··· Study material ···

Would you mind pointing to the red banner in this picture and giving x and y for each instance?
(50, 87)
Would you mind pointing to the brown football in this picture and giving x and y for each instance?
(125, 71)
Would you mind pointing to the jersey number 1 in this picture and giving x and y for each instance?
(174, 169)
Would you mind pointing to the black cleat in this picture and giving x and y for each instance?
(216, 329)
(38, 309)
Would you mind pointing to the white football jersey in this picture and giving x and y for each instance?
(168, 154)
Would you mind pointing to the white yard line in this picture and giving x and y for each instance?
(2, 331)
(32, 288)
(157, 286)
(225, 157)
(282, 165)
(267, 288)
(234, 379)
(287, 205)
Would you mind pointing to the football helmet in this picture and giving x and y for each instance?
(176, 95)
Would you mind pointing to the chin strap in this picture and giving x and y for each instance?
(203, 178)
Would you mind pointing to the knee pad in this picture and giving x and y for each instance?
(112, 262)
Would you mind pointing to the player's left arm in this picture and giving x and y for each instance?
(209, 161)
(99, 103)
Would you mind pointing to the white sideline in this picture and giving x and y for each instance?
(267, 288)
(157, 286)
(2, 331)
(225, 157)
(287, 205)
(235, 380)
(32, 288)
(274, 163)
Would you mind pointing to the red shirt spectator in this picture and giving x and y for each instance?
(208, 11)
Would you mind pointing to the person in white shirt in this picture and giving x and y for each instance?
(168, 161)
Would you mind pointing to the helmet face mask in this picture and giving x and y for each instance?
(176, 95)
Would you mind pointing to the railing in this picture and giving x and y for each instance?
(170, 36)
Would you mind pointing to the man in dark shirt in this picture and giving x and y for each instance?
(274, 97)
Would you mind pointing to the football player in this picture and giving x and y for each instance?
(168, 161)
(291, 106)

···
··· Study material ···

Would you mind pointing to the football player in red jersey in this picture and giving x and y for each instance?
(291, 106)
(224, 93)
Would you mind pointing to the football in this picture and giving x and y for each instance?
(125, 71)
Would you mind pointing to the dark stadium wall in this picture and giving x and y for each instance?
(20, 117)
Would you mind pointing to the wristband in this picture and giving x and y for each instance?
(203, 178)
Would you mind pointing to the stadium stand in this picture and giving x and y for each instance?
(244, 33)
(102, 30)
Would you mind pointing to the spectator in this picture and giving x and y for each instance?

···
··· Study material ···

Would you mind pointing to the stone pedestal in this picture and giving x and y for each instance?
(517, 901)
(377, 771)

···

What is required:
Exact duplication is required for the lines above, from the line that contains "Would you mind pointing to the football in" to the line that contains "Would you mind pointing to the spectator", inclusive; omit all others.

Answer box:
Would you mind pointing to the football in this picture and giving x and y for each instance?
(125, 71)
Would you mind pointing to the dark stadium wall in this picture and giving x and y for each instance?
(20, 117)
Would you mind pointing to the wristband in this picture and giving x and y for each instance?
(203, 178)
Would you mind pointing to the stadium stand in this picture and giving x and y for each instance?
(244, 33)
(102, 30)
Would you mind pointing to the spectator in this picture and giving x and y for each instance?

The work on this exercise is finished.